**GOAL:** Render the data below as a JSON list of strings, one string per line with blank lines omitted, beginning at the line containing "Expected: for every instance of the stone pavement" and continuing to the end of the data.

** Start GIVEN INFORMATION **

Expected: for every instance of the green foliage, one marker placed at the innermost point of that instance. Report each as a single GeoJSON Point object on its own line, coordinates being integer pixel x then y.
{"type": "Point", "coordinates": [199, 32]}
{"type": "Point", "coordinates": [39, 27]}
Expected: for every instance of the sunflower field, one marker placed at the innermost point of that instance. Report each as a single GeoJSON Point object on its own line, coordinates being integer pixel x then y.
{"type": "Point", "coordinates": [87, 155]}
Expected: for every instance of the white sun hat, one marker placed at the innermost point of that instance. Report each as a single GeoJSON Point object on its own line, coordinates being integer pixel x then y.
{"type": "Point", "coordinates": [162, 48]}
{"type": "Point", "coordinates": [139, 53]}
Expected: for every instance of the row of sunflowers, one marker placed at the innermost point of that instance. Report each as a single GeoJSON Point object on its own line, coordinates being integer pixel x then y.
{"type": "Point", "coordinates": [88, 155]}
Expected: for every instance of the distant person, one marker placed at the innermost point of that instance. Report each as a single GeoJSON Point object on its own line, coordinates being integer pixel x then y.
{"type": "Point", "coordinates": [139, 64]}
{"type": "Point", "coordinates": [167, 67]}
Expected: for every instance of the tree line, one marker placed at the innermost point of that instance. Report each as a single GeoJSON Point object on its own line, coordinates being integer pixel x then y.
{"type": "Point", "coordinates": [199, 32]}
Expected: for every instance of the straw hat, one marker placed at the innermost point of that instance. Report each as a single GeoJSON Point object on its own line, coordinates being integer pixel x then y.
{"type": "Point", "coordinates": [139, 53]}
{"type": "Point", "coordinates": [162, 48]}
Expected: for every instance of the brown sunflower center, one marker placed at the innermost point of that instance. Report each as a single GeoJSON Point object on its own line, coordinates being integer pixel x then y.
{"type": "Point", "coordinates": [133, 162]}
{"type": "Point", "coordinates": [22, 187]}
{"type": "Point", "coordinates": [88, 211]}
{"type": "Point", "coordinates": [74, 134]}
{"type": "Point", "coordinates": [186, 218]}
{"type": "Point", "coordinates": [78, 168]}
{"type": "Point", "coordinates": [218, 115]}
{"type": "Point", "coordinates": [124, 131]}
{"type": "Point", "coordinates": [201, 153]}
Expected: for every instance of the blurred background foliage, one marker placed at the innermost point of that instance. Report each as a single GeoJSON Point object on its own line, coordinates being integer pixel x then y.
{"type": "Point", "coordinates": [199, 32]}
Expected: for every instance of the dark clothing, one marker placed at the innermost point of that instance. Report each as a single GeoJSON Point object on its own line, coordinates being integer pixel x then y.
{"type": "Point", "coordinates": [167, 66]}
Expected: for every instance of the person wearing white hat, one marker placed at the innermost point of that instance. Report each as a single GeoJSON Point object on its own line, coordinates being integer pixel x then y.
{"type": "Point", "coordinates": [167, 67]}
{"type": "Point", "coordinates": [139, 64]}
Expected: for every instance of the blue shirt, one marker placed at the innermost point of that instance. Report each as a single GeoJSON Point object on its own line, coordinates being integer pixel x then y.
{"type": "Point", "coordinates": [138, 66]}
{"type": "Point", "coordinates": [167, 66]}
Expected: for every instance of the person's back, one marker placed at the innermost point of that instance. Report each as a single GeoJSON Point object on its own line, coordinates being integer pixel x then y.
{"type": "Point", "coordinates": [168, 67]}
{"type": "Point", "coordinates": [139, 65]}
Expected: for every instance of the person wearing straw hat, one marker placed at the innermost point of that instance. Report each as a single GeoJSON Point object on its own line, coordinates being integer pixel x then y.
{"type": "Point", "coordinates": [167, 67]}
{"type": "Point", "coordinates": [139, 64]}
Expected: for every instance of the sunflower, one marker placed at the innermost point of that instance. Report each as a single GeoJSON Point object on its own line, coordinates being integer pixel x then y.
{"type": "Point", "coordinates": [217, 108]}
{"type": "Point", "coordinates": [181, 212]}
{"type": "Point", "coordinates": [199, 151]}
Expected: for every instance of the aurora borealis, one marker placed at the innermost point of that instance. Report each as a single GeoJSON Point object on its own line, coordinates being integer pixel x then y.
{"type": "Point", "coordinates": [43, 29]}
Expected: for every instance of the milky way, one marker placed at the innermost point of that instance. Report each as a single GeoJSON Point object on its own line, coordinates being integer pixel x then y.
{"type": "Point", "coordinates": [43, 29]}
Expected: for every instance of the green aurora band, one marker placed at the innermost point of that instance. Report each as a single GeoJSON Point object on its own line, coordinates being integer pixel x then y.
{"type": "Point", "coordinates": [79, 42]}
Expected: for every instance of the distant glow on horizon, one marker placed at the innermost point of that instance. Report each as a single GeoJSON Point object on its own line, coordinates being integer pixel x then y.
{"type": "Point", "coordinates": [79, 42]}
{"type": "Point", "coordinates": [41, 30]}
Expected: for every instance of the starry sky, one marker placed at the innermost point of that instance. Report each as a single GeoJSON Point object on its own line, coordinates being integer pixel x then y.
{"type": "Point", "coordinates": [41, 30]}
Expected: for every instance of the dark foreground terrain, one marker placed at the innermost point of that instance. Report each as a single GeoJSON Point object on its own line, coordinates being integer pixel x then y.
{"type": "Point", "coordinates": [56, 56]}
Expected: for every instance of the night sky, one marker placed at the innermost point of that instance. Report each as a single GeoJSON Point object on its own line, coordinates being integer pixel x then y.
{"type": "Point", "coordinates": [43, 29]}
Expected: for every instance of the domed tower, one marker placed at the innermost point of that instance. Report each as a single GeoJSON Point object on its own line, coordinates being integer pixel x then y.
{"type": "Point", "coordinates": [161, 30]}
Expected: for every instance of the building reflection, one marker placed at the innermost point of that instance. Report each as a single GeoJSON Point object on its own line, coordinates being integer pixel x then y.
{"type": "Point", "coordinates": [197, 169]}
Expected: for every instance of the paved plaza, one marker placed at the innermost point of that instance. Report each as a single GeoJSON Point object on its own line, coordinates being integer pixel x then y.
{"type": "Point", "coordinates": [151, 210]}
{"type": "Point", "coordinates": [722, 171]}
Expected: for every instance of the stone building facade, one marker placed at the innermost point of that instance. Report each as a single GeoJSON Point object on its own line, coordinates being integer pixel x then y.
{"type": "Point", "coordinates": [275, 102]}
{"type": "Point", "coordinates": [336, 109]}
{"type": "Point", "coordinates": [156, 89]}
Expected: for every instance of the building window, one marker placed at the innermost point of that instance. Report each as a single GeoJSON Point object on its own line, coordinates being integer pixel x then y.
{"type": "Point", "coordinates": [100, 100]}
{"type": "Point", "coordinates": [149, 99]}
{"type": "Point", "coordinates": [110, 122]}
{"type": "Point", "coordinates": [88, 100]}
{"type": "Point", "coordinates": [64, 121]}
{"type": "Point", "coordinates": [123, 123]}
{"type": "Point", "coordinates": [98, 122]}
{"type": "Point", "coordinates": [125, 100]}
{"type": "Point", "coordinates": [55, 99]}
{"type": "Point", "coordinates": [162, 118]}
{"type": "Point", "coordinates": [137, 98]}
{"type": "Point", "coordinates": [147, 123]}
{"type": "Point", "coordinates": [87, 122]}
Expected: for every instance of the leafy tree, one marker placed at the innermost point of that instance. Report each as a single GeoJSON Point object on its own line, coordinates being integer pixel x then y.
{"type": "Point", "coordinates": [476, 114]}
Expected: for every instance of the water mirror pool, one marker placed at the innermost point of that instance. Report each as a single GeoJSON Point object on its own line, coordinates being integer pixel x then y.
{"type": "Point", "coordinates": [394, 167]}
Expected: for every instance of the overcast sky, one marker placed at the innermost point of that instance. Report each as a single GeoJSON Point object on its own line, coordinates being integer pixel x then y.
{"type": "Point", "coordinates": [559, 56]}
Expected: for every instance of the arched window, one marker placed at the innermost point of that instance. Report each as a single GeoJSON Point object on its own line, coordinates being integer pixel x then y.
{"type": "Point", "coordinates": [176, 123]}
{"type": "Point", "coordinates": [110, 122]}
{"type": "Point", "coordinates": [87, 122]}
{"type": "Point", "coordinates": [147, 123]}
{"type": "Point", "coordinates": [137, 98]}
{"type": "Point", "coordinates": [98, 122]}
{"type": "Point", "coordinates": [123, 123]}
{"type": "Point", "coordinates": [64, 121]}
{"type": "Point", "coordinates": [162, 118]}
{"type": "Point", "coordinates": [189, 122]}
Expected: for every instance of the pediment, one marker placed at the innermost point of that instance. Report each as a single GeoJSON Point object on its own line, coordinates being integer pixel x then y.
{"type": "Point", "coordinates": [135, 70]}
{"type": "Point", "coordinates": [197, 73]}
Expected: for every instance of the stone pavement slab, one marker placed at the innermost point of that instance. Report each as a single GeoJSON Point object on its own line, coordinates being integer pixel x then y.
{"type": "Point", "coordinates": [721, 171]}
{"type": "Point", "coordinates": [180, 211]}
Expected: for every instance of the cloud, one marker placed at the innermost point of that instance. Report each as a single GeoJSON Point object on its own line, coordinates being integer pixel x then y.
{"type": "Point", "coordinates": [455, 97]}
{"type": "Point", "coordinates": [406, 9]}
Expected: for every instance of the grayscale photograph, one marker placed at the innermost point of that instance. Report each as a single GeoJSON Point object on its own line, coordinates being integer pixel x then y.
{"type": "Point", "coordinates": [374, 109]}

** End GIVEN INFORMATION **

**CORRECT OUTPUT:**
[
  "Expected: for every instance of the stone pavement slab, one marker placed at the innermost point of that instance. Report each as a single GeoJSON Point object on its own line, coordinates being integer pixel x then y.",
  "{\"type\": \"Point\", \"coordinates\": [721, 171]}",
  "{\"type\": \"Point\", \"coordinates\": [180, 211]}",
  "Expected: for every instance of the cloud, one marker placed at the innermost point of that instance. Report each as a single GeoJSON Point object on its own line, coordinates being integer pixel x then y.",
  "{\"type\": \"Point\", \"coordinates\": [455, 97]}",
  "{\"type\": \"Point\", \"coordinates\": [406, 9]}",
  "Expected: for every instance of the grayscale photograph, one marker placed at the innermost point of that instance. Report each as a single GeoJSON Point object on its own line, coordinates being integer pixel x then y.",
  "{\"type\": \"Point\", \"coordinates\": [374, 109]}"
]